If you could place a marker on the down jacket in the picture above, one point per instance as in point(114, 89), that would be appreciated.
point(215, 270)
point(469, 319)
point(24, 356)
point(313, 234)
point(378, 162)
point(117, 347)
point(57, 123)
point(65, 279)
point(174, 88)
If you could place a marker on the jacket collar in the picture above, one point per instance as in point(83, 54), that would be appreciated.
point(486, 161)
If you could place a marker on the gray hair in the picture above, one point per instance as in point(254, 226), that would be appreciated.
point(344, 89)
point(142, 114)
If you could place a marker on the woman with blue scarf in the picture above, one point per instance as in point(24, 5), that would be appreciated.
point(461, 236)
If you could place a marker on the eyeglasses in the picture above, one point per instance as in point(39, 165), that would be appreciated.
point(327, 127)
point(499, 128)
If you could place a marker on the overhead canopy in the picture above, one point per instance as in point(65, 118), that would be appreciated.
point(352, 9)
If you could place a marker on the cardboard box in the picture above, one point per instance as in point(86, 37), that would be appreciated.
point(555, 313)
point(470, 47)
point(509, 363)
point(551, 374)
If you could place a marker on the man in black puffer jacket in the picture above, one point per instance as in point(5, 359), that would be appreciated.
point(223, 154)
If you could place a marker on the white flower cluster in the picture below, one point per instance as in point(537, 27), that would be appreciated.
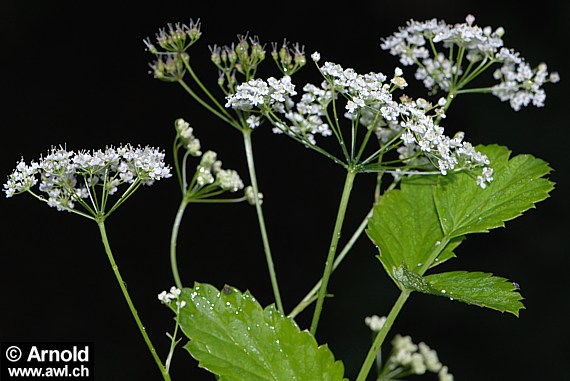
point(375, 322)
point(370, 96)
point(187, 138)
point(368, 99)
point(210, 171)
point(415, 359)
point(258, 92)
point(250, 196)
point(67, 176)
point(519, 83)
point(169, 297)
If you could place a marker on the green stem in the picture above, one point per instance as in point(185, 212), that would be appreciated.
point(173, 241)
point(310, 297)
point(371, 356)
point(142, 330)
point(260, 218)
point(332, 248)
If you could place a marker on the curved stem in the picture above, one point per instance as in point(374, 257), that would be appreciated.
point(142, 330)
point(173, 241)
point(260, 218)
point(371, 356)
point(332, 248)
point(310, 297)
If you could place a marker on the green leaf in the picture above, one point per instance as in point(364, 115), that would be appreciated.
point(477, 288)
point(420, 225)
point(406, 228)
point(518, 184)
point(429, 216)
point(232, 336)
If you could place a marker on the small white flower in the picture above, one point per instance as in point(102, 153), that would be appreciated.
point(375, 322)
point(250, 196)
point(316, 56)
point(253, 121)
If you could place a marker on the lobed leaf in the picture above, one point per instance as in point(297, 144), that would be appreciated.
point(232, 336)
point(477, 288)
point(420, 225)
point(518, 184)
point(409, 224)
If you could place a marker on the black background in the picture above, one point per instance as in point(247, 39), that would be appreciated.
point(77, 74)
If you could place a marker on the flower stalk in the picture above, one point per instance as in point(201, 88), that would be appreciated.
point(349, 181)
point(263, 230)
point(142, 330)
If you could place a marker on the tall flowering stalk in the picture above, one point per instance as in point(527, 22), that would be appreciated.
point(92, 184)
point(208, 181)
point(440, 188)
point(238, 60)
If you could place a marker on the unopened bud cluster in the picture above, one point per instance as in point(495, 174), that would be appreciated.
point(171, 56)
point(289, 58)
point(243, 57)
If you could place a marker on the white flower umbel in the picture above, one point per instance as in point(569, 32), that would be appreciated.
point(375, 322)
point(448, 57)
point(88, 178)
point(168, 297)
point(369, 102)
point(409, 358)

*Problem to solve*: Please output every record above exactly. Leave the pictures out.

*Task result*:
If you could place a marker on the down jacket in the picture above, one point per instance as in point(114, 89), that would be appreciated.
point(215, 270)
point(469, 319)
point(24, 356)
point(313, 234)
point(378, 162)
point(117, 347)
point(57, 123)
point(65, 279)
point(174, 88)
If you could place a marker on the jacket collar in the picture above, one point per instance as in point(83, 54), that would be appreciated.
point(486, 161)
If you could place a marker on the gray hair in the picture above, one point per instance as in point(254, 226), that would be appreciated.
point(344, 89)
point(142, 114)
If you could place a marker on the woman with blue scarf in the picture above, one point per instance as in point(24, 5), that would be appreciated.
point(461, 236)
If you could place a marker on the eyeglasses in the picture above, one point per instance as in point(39, 165), that would be appreciated.
point(327, 127)
point(499, 128)
If you could place a marker on the overhead canopy in the picture above, one point per instance as in point(65, 118), that would be appreciated.
point(352, 9)
If you could place a marker on the cardboard box in the picture above, one point per instance as in point(86, 37), that would be appreciated.
point(555, 313)
point(470, 47)
point(509, 363)
point(551, 374)
If you could place a marker on the man in black puffer jacket in the picture above, one point per instance as in point(5, 359), that would be appreciated.
point(223, 154)
If you could place a marker on the white flower cluster in the picture below, one point per instance as in point(537, 27), that would be appreciated.
point(375, 322)
point(370, 96)
point(187, 138)
point(368, 99)
point(210, 171)
point(415, 359)
point(258, 92)
point(250, 196)
point(67, 176)
point(519, 83)
point(169, 297)
If you could place a marker on the green stem in the picture above, one point per instance as in point(185, 212), that would be appreciated.
point(173, 241)
point(310, 297)
point(371, 356)
point(142, 330)
point(260, 218)
point(332, 248)
If you could place a marker on the curved stem in the picture above, one point per instance as in point(374, 257), that would be appreciated.
point(142, 330)
point(173, 241)
point(260, 218)
point(371, 356)
point(332, 248)
point(310, 297)
If you could place a marker on the green leaf in the picture above, one point per instance as in point(364, 115), that would be appreciated.
point(477, 288)
point(420, 225)
point(406, 228)
point(518, 184)
point(429, 216)
point(232, 336)
If you could place a marker on the small white flower in the picture above, one point per instance as in point(102, 153), that would be appreciated.
point(375, 322)
point(250, 196)
point(316, 56)
point(253, 121)
If you could place a marker on the lobed leaf in the picture above, one point per instance as in point(297, 144), that would be appreciated.
point(232, 336)
point(477, 288)
point(420, 225)
point(518, 184)
point(409, 224)
If you could place a marker on the black background in the picture above, one point per instance as in point(247, 39), that would be appreciated.
point(77, 74)
If you could place a marker on the flower stalk in the picture above, one point per instance as in point(201, 88), that would be appreciated.
point(349, 181)
point(263, 230)
point(142, 330)
If you could place a marker on the tall flowering stalk in the picture above, one point per instance as in point(527, 22), that would be appreciated.
point(92, 184)
point(208, 181)
point(440, 188)
point(238, 60)
If you could place a marker on the unopened bud cluster in the picture above, one point per instance as in point(495, 174), that would be appreciated.
point(171, 56)
point(289, 58)
point(243, 57)
If you could place a marker on the white flower umbel in the picture above, one point per instance as in point(569, 32), that would be appreciated.
point(375, 322)
point(448, 57)
point(88, 178)
point(168, 297)
point(369, 102)
point(409, 358)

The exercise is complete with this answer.